[Collection entries]
╭──
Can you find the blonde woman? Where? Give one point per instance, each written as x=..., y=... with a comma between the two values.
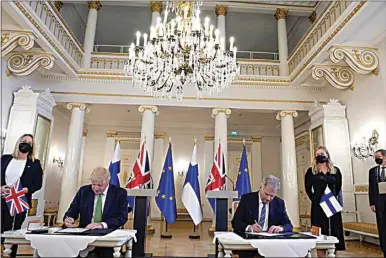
x=20, y=164
x=323, y=173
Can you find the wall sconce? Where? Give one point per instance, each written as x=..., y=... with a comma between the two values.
x=59, y=161
x=365, y=149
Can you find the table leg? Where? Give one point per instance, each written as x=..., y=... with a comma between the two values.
x=7, y=249
x=117, y=252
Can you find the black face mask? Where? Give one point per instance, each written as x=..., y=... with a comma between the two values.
x=321, y=159
x=379, y=161
x=25, y=147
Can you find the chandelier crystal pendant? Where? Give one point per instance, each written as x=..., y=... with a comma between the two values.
x=182, y=53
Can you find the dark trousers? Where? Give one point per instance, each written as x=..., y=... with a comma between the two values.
x=6, y=224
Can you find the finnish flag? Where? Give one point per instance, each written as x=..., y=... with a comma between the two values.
x=329, y=203
x=191, y=190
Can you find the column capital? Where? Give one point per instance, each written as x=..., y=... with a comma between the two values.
x=111, y=133
x=281, y=13
x=58, y=5
x=156, y=6
x=81, y=106
x=221, y=9
x=217, y=111
x=94, y=5
x=85, y=131
x=285, y=113
x=153, y=109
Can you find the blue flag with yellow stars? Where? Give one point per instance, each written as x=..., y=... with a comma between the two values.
x=243, y=184
x=166, y=198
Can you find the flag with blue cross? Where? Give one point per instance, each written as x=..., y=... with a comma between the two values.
x=329, y=203
x=166, y=198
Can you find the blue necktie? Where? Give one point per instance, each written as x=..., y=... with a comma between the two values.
x=262, y=216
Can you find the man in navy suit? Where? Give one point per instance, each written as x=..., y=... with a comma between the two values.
x=261, y=211
x=100, y=205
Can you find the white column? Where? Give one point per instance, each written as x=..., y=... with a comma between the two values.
x=221, y=12
x=257, y=173
x=89, y=37
x=109, y=146
x=147, y=133
x=72, y=159
x=80, y=175
x=280, y=16
x=289, y=182
x=156, y=10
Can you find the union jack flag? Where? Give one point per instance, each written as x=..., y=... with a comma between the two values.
x=16, y=200
x=140, y=176
x=216, y=180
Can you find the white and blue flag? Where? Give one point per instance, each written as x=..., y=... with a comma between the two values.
x=329, y=203
x=115, y=166
x=191, y=190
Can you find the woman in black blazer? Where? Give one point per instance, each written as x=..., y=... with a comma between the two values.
x=21, y=164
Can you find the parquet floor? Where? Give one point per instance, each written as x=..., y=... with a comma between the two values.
x=181, y=246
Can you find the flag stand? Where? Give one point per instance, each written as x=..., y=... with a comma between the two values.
x=194, y=235
x=166, y=234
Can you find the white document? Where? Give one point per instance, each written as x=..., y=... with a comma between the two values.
x=72, y=230
x=382, y=187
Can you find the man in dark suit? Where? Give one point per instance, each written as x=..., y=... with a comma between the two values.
x=100, y=205
x=377, y=200
x=261, y=211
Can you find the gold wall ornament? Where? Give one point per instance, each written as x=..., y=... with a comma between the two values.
x=361, y=59
x=94, y=5
x=221, y=10
x=22, y=64
x=340, y=77
x=58, y=5
x=281, y=13
x=81, y=106
x=11, y=39
x=156, y=6
x=284, y=113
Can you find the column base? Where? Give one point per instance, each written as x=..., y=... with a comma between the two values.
x=150, y=230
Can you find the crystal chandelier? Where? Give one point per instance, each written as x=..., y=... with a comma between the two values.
x=182, y=53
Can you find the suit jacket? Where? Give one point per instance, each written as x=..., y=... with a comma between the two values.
x=374, y=197
x=115, y=210
x=248, y=211
x=31, y=178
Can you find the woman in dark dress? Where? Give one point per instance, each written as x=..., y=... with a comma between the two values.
x=323, y=173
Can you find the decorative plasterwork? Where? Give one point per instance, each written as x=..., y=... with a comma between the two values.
x=22, y=64
x=221, y=10
x=81, y=106
x=340, y=77
x=217, y=111
x=361, y=59
x=11, y=39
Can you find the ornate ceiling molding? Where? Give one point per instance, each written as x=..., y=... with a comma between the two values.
x=11, y=39
x=22, y=64
x=362, y=60
x=340, y=77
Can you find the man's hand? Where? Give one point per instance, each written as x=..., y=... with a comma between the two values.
x=94, y=225
x=69, y=222
x=275, y=229
x=255, y=228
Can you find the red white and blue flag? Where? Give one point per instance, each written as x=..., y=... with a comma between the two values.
x=16, y=199
x=216, y=180
x=140, y=176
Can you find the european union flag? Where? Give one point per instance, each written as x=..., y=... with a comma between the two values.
x=243, y=184
x=166, y=198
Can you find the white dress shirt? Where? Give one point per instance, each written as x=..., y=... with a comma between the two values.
x=14, y=170
x=104, y=194
x=265, y=226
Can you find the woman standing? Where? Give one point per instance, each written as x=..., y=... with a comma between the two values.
x=322, y=174
x=20, y=165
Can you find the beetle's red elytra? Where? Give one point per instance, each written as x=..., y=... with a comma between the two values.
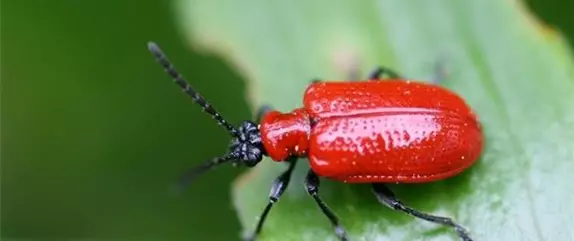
╰──
_REQUIRED WORK_
A picture-free version of all the records, repeated exactly, is what to return.

_RESPONSE AREA_
Can you find the blonde woman? Where? Give one point per instance, each written as x=..., y=... with a comma between the two values.
x=20, y=164
x=323, y=173
Can you find the wall sconce? Where? Give one point per instance, each written as x=..., y=... with a comma between the two values.
x=59, y=161
x=365, y=149
Can you find the table leg? Where? Give one point per instance, each written as x=..., y=... with a comma between the two values.
x=7, y=249
x=117, y=252
Can you find the black face mask? Where? Give one point per instance, each written as x=..., y=... with a comma between the two values.
x=321, y=159
x=379, y=161
x=25, y=147
Can you find the chandelier crystal pendant? Where? Give one point per instance, each written as x=..., y=... with a comma between the two values.
x=182, y=53
Can you find the dark trousers? Where? Give one point per instance, each written as x=..., y=... with a comma between the two values.
x=6, y=224
Can you find the finnish flag? Where? Give one point per instance, each written as x=..., y=... with a comma between the two values.
x=329, y=203
x=191, y=190
Can you find the column capital? Where? Give one point per instance, each written as x=..., y=... with a comma between the two values.
x=111, y=133
x=281, y=13
x=58, y=5
x=156, y=6
x=81, y=106
x=221, y=9
x=217, y=111
x=94, y=5
x=85, y=131
x=285, y=113
x=153, y=109
Can you find the blue flag with yellow stars? Where? Give one point per instance, each written as x=..., y=... with a comma between the two values.
x=243, y=184
x=166, y=198
Can you find the flag with blue cross? Where? Give one point per instance, each written as x=..., y=... with a comma between the two values.
x=329, y=203
x=166, y=198
Can you find the blue necktie? Where? Give one point per instance, each written as x=..., y=... with a comma between the two values.
x=262, y=216
Can you find the man in navy suit? Where? Give one point per instance, each written as x=..., y=... with a comma between the two values.
x=261, y=211
x=100, y=205
Can you find the white column? Where? Give one point per instance, each written as x=..., y=... with a comma between the two values.
x=221, y=12
x=257, y=173
x=89, y=37
x=109, y=146
x=147, y=133
x=72, y=159
x=80, y=175
x=280, y=16
x=289, y=182
x=156, y=10
Can you find the union jack flag? Where? Give one point per instance, each written as x=..., y=... with a comma between the two values.
x=16, y=200
x=140, y=176
x=216, y=180
Can you find the white and blue flag? Where? Give one point per instance, each written as x=..., y=... with a comma between the two values.
x=329, y=203
x=115, y=166
x=191, y=190
Can you find the woman in black blazer? Where? Give one point per instance, each written as x=..., y=... with a comma between the two values.
x=21, y=164
Can you find the parquet floor? Where? Give one point per instance, each written as x=..., y=... with a comma between the two values.
x=181, y=246
Can you find the flag stand? Where? Give one point per instance, each written as x=..., y=... with a comma between the two values.
x=194, y=235
x=166, y=234
Can you find the white document? Where? Give one point per instance, each written as x=..., y=... with a comma between the two values.
x=72, y=230
x=382, y=187
Can you find the man in dark suit? Where? Give one point per instance, each written as x=..., y=... with a comma between the two values.
x=100, y=205
x=377, y=200
x=261, y=211
Can you find the gold wall ornament? Where? Give one point per instance, each written as x=..., y=... with a comma between the two values.
x=361, y=59
x=94, y=5
x=221, y=10
x=22, y=64
x=340, y=77
x=58, y=5
x=281, y=13
x=81, y=106
x=11, y=39
x=156, y=6
x=284, y=113
Can you find the column base? Where? Give one point per instance, each written as x=..., y=... with a comma between the two values.
x=150, y=230
Can you find the crystal chandelier? Where? Give one point per instance, each written as x=..., y=... with a comma between the two values.
x=182, y=53
Can you find the suit jacket? Where? Give one point per instance, each written as x=..., y=... with a comma between the two values.
x=374, y=197
x=115, y=210
x=248, y=211
x=31, y=178
Can you find the woman in dark dress? Where? Give one point per instance, each written as x=..., y=... with a comma between the two values.
x=323, y=173
Can you find the decorative plasterwork? Where? Give one point per instance, each written as x=..., y=... with a comma between the two values.
x=22, y=64
x=221, y=10
x=81, y=106
x=340, y=77
x=217, y=111
x=361, y=59
x=11, y=39
Can you find the ornate ceiling molding? Where? Give one point per instance, each written as x=..., y=... with a comma between the two values.
x=11, y=39
x=22, y=64
x=362, y=60
x=340, y=77
Can you find the man's hand? Where? Give one point per instance, each written as x=..., y=... with a comma between the two values.
x=94, y=225
x=69, y=222
x=275, y=229
x=255, y=228
Can you find the red white and blue flag? Where? Give one point per instance, each written as x=..., y=... with a comma between the two values.
x=16, y=199
x=216, y=180
x=140, y=176
Can you find the european union flag? Where? Give one point per instance, each written as x=..., y=... with a comma between the two values.
x=243, y=184
x=166, y=198
Can you find the white dress shirt? Where? Give one point per instance, each written as x=..., y=... with a comma between the two values.
x=14, y=170
x=104, y=194
x=265, y=226
Can you find the woman standing? Where? Give one point per instance, each written as x=..., y=... with a comma between the two values.
x=322, y=174
x=20, y=165
Can you find the beetle's red elytra? Where? Give one point per instance, each written as x=..., y=... with a comma between the two values.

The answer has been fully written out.